→ **SELECTED TEXT**
Transformers consist of an Encoder layer and a Decoder layer. The Encoder maps an input sequence to a set of features. The Decoder maps features to an output sequence of interest. In our case, the Encoder will map audio sample data to features which will be mapped to characters.

### **3.1 Transformer Input Layer**
In this section we'll define input layers for the Transformer model. The character parsing will use a sum of positional and token embeddings. The audio parsing will apply convolutional layers to downsample the input signals.

In [14]:
class TokenEmbedding(layers.Layer):
  def __init__(self, vocab_size=1000, max_length=100, num_hid=64):
    super(TokenEmbedding, self).__init__()
    # Define the token embedding layer:
    self.token_embedding = tf.keras.layers.Embedding(vocab_size, num_hid)
    # Define the position embedding layer:
    self.position_embedding = tf.keras.layers.Embedding(max_length, num_hid)

→ **DATASET CONTENT**
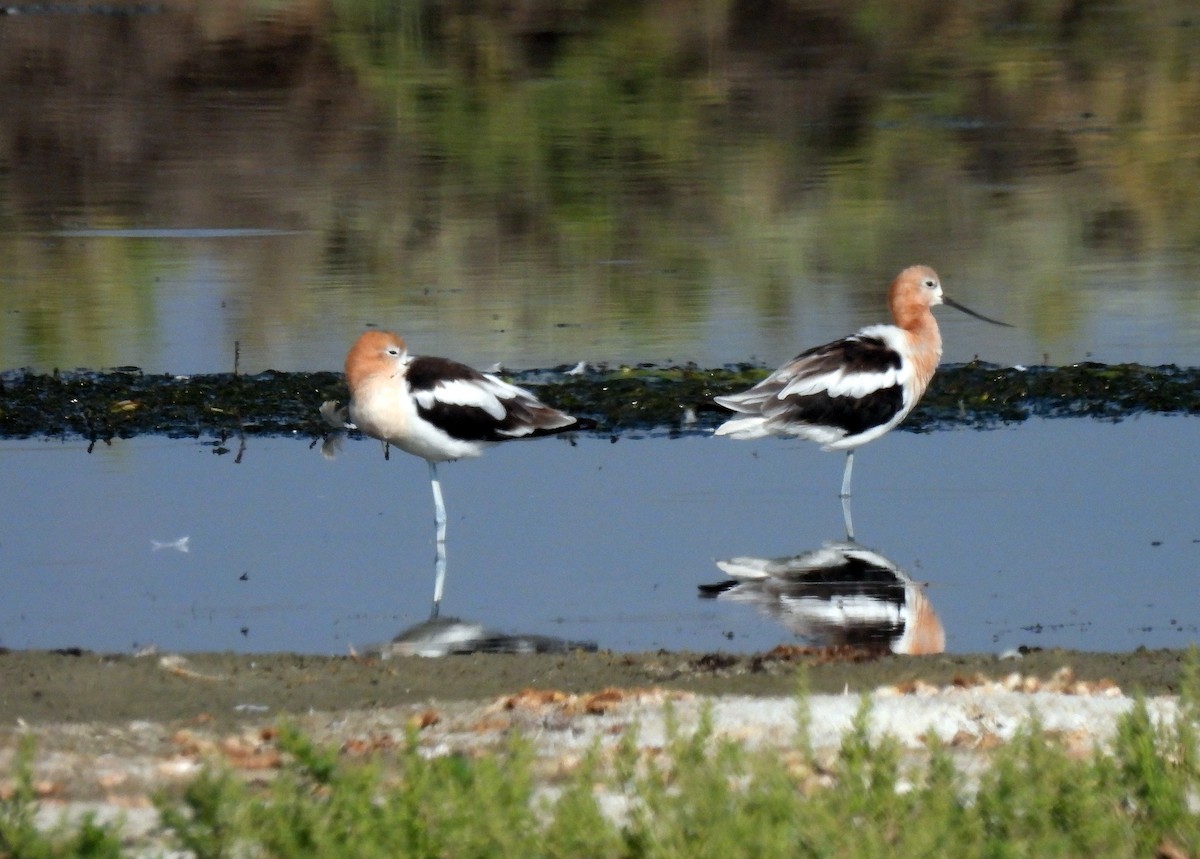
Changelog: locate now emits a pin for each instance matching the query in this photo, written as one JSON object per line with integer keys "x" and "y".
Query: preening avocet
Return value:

→ **TO DO**
- 1) Answer from the Transformer excerpt:
(a) To what does the Encoder map an input sequence?
(b) What will the character parsing use?
(c) What will the audio parsing apply to the input signals, and to what end?
- 2) Carry on the Transformer excerpt, starting after its last line of code.

→ **EXERCISE ANSWERS**
- 1)
(a) To a set of features.
(b) A sum of positional and token embeddings.
(c) Convolutional layers, to downsample the input signals.

- 2)
  def call(self, x):
    # Get the input sequence length:
    max_length = tf.shape(x)[-1]
    # Generate a token embedding:
    x = self.token_embedding(x)
    # Get the positions in the sequence:
    p = tf.range(start=0, limit=max_length, delta=1)
    # Generate a position embedding:
    p = self.position_embedding(p)
    return x + p

In [15]:
class SpeechFeatureEmbedding(layers.Layer):
  def __init__(self, num_hid, max_length=100, kernel_size=11, strides=2):
    super(SpeechFeatureEmbedding, self).__init__()
    # Define the convolutional layers:
    self.conv1 = tf.keras.layers.Conv1D(num_hid, 
                                        kernel_size=kernel_size, 
                                        strides=strides, 
                                        padding="same", 
                                        activation="relu")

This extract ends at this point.